**GIVEN ENTRIES**
::::
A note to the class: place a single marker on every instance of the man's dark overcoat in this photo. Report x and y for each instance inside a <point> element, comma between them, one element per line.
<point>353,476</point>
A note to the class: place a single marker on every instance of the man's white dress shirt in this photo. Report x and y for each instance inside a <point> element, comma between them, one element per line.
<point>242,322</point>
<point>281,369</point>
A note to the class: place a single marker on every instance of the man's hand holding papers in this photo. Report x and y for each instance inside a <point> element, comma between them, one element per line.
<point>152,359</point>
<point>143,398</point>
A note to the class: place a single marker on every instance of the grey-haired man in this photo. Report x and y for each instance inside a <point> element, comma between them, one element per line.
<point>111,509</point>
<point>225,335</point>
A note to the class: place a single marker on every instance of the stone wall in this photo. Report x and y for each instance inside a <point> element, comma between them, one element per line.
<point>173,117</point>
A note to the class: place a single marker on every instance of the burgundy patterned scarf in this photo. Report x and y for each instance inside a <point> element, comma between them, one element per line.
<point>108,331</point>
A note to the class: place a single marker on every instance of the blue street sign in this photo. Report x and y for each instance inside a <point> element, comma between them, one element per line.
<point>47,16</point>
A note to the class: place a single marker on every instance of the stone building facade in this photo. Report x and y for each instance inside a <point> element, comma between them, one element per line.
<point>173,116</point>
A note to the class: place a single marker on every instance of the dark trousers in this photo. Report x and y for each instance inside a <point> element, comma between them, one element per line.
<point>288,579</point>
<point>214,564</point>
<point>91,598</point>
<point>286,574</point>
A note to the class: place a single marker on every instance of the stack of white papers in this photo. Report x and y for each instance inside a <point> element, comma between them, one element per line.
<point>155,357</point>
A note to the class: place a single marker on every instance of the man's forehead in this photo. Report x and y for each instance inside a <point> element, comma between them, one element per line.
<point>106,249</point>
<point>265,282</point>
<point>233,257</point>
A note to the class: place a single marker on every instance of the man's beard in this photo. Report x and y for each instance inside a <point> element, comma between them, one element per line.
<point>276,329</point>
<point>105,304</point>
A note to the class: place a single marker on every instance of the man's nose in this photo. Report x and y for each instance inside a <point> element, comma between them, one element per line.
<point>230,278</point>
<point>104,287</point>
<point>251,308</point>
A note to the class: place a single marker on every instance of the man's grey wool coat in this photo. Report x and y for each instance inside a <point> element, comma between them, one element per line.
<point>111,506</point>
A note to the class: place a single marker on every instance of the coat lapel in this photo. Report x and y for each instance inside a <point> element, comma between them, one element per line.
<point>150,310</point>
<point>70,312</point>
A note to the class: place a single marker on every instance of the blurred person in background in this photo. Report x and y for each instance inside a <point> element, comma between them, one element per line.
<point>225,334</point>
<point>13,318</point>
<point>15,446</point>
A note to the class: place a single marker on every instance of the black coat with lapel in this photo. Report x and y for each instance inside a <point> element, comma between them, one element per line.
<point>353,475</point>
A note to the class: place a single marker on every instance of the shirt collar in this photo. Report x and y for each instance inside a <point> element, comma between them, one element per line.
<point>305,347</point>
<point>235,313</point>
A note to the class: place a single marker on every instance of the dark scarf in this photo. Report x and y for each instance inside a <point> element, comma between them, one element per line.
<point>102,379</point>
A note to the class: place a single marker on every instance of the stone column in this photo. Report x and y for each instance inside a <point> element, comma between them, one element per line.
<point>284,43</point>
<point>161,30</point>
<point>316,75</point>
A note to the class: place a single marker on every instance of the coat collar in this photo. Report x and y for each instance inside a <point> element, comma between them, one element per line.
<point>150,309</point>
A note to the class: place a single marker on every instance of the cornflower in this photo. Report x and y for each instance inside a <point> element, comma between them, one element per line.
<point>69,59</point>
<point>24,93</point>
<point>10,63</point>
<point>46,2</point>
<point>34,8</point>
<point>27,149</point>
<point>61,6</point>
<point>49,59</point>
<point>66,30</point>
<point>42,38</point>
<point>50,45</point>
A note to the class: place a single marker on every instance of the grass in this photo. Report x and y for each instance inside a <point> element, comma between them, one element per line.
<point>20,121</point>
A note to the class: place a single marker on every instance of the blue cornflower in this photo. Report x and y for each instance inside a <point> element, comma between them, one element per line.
::::
**OBJECTIVE**
Print all of the items above again, line for line, without altering a single character.

**THE COMPLETED TASK**
A note to the class: place a single marker on every instance of the man's dark overcoat in this photo. Report x and y for each instance inside a <point> element, comma between them, one element per line.
<point>353,476</point>
A note to the class: place a single marker on every instance of the man's white dress shirt in this photo. Report x and y for each instance inside a <point> element, comma between them, one element per line.
<point>242,322</point>
<point>281,369</point>
A note to the class: place a single marker on every instance of the man's hand holding papers in this photo. Report x and y for each instance inside a <point> element, comma between them, one element per line.
<point>152,359</point>
<point>143,398</point>
A note to the class: place a single marker on every instance of the grey-haired man in this photo. Report x and y for each instance inside a <point> element, comma between them, one element per line.
<point>111,509</point>
<point>225,335</point>
A note to the class: place a single marker on every instance of the stone wall in this photo. Report x and y for each instance inside a <point> element, comma between them, one element per line.
<point>173,117</point>
A note to the class: place a single marker on every instance of the burgundy patterned scarf in this photo. Report x and y for each instance inside a <point> element, comma between them, one element per line.
<point>108,331</point>
A note to the class: place a single marker on every instance of the blue street sign in this photo. Report x and y for each instance inside a <point> element, comma between them, one element per line.
<point>47,16</point>
A note to the class: place a single marker on every instance of the stone building facade in this photo. Report x and y for each instance inside a <point> element, comma between them, one element per line.
<point>173,116</point>
A note to the class: place a single marker on every instance of the dark trousers in this photo. Report x and y for each instance inside a <point> element, comma between them, one element per line.
<point>288,579</point>
<point>214,564</point>
<point>91,598</point>
<point>286,574</point>
A note to the class: place a single marker on every instance of the stack of white papers in this photo. Report x and y for each instance inside a <point> element, comma between them, one element per line.
<point>155,357</point>
A note to the class: place a single marker on every instance of the man's forehead in this photo. Report x and y for each instance inside a <point> element, comma between them, one element per line.
<point>106,249</point>
<point>265,282</point>
<point>233,257</point>
A note to the class: place a single marker on every instance of the man's beard in this photo. Report x and y for each instance inside a <point> element, comma between them, one element per line.
<point>276,329</point>
<point>105,304</point>
A note to the class: place a single marker on every instance of the man's nose in this photo. Report x and y for each instance inside a <point> element, comma between them, one element per line.
<point>230,278</point>
<point>104,287</point>
<point>251,308</point>
A note to the class: place a single marker on every instance of the man's grey wool coat in this photo. Report x and y for each instance inside a <point> element, comma between them, one element per line.
<point>111,506</point>
A note to the class: place a single marker on every instance of the coat lapel in this photo. Report x and y for each instance inside a <point> element, comma between them, one element per line.
<point>150,310</point>
<point>70,312</point>
A note to the class: place a single marker on every instance of the blurred person in background in this photo. Report x and y for each instance inside a <point> element, comma between them, one element per line.
<point>225,334</point>
<point>13,318</point>
<point>15,446</point>
A note to the class: place a single marker on every instance of the black coat with lapel in this photo. Report x and y for each instance inside a <point> element, comma between them, one element per line.
<point>353,475</point>
A note to the class: place a single marker on every instance of the shirt collar in this photo. Report x and y for each instance inside a <point> element, comma between them, one element per line.
<point>305,347</point>
<point>235,313</point>
A note to the class: place a single marker on every instance of the dark scarf in this photo. Report x and y for each instance inside a <point> element, comma between them, one element per line.
<point>102,379</point>
A note to the class: place a single marker on every instance of the stone column in this photo. Report x and y for each instance inside a <point> element, comma between them, one element per line.
<point>284,43</point>
<point>161,30</point>
<point>316,75</point>
A note to the class: place a single marker on every instance of the coat collar in this photo. Report x and y for each instance inside a <point> element, comma between them, one element per line.
<point>150,309</point>
A note to the class: place a single marker on every instance of the cornflower in this photo. Report x and y for each instance inside a <point> element, comma between them, one element per line.
<point>69,59</point>
<point>24,93</point>
<point>10,63</point>
<point>46,2</point>
<point>34,8</point>
<point>27,149</point>
<point>61,6</point>
<point>49,59</point>
<point>66,30</point>
<point>42,38</point>
<point>50,45</point>
A note to the class: place a single marker on every instance of the grass in this photo. Report x and y for each instance inside a <point> element, comma between them, one element per line.
<point>20,121</point>
A note to the class: place a single marker on every instance of the blue cornflower in this photo. Report x and y for each instance inside a <point> element, comma between them, one element per line.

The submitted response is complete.